• Written problem: Repeat only the lines from the one holding "any missed wheel" down to the last line of the listing below, including both of those lines.

• Entries taken from a collection:
****************************************

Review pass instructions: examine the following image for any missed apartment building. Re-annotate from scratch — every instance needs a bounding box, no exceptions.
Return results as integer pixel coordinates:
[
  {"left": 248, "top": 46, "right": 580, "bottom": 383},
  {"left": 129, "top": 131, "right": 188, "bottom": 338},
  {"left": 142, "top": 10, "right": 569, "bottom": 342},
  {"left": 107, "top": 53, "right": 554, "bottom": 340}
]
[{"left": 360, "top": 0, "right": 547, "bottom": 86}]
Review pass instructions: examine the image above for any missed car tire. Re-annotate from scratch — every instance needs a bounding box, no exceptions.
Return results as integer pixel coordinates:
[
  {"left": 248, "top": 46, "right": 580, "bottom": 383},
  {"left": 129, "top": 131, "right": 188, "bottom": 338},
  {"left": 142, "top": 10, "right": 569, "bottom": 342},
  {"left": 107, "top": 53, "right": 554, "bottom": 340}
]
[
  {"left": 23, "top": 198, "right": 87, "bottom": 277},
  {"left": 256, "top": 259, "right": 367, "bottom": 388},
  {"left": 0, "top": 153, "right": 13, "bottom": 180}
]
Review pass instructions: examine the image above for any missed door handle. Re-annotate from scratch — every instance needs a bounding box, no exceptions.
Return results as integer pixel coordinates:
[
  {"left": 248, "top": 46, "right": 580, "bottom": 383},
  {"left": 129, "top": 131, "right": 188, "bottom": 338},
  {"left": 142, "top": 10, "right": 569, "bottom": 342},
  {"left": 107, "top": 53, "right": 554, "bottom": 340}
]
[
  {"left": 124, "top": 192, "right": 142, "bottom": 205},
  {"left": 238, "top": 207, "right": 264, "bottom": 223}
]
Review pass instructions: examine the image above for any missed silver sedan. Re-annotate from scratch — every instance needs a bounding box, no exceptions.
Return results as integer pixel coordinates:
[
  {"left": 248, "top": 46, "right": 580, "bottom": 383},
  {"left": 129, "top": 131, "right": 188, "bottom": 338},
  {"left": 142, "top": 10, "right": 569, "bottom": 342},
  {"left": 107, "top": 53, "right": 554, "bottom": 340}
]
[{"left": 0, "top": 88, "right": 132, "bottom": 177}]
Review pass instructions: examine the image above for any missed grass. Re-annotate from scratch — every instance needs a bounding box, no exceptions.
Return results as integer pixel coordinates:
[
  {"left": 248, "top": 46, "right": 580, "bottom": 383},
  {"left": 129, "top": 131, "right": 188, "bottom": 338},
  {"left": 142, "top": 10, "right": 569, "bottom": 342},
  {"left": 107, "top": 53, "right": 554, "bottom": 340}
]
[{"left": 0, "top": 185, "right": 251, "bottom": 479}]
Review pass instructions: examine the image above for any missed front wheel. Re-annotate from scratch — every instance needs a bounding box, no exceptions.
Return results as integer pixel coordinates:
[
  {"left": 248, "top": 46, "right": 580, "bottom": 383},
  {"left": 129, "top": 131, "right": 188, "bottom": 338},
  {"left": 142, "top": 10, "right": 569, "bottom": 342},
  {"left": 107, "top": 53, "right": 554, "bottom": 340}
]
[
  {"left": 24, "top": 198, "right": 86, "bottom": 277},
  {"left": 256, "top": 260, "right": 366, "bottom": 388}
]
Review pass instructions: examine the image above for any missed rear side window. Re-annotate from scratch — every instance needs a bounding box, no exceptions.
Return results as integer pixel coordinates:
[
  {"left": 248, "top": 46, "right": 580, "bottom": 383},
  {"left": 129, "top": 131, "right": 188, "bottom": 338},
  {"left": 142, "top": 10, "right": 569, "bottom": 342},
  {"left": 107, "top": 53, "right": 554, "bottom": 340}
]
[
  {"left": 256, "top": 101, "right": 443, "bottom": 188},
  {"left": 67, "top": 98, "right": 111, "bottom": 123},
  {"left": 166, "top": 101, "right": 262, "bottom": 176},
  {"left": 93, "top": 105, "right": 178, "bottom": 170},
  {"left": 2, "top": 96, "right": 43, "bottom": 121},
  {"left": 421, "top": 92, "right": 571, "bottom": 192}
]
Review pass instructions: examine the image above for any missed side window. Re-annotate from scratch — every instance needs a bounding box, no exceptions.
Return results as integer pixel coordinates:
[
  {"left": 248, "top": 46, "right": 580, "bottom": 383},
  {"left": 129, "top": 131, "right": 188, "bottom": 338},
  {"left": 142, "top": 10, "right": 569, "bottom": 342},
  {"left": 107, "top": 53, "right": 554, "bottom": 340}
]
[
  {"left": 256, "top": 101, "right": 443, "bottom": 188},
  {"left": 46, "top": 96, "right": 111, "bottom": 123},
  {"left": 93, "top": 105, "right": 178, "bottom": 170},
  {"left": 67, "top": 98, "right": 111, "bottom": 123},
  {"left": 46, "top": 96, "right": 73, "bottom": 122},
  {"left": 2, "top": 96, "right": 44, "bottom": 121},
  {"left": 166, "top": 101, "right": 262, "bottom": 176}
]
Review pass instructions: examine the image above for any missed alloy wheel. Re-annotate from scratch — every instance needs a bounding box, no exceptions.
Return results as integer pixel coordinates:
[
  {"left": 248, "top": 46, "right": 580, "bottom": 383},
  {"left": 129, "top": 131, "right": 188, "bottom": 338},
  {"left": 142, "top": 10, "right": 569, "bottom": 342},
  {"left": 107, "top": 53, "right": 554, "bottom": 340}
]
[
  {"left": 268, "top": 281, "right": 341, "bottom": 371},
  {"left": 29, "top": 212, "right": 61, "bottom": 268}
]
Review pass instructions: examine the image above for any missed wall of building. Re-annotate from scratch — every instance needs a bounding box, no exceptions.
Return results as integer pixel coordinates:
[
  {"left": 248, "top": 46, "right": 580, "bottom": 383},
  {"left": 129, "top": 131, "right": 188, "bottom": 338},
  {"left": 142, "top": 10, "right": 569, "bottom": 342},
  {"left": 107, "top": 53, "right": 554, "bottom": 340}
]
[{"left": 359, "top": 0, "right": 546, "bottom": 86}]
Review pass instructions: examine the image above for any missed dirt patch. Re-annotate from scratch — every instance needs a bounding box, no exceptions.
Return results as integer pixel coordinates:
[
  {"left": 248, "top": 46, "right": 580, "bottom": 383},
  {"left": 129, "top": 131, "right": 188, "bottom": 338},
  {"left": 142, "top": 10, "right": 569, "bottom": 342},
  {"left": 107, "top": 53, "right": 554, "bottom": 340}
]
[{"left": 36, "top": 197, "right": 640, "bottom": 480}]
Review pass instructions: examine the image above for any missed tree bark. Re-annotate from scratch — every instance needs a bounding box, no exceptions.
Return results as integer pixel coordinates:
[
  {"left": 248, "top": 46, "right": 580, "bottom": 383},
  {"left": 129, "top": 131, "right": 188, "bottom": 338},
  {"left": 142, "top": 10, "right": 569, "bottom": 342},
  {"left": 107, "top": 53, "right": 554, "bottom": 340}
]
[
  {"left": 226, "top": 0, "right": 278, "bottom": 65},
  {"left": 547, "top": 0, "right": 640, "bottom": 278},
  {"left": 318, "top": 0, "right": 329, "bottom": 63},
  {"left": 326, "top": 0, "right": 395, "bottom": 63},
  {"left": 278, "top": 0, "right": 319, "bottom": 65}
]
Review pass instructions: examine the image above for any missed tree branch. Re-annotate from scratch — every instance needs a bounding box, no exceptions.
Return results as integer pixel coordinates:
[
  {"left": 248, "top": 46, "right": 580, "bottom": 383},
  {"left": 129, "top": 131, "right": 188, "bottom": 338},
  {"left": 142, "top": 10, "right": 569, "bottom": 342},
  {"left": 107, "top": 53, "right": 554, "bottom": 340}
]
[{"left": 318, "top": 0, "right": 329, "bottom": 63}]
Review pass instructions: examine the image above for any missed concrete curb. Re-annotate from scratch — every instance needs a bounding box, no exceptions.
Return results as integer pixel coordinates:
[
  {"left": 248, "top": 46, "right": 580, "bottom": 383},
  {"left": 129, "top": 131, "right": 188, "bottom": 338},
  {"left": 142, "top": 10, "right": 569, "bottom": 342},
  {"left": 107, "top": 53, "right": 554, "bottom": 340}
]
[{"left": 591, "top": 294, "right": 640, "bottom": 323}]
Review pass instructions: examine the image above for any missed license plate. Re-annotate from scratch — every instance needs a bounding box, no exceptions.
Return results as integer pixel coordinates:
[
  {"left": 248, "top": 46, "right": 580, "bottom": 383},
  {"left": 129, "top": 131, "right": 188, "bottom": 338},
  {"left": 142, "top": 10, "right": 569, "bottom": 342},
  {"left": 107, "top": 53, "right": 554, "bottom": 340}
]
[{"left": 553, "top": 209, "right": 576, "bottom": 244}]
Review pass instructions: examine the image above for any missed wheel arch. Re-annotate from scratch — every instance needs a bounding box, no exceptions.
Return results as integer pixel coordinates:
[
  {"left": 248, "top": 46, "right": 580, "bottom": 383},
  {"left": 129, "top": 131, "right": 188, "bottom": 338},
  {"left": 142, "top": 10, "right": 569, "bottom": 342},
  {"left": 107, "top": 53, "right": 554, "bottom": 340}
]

****************************************

• Task result:
Review pass instructions: examine the image above for any missed wheel arch. Re-annotate from scratch — every instance needs a bounding box, no exceptions.
Return results as integer pixel coordinates:
[
  {"left": 248, "top": 46, "right": 580, "bottom": 383},
  {"left": 129, "top": 131, "right": 188, "bottom": 338},
  {"left": 142, "top": 10, "right": 569, "bottom": 342},
  {"left": 107, "top": 53, "right": 554, "bottom": 340}
]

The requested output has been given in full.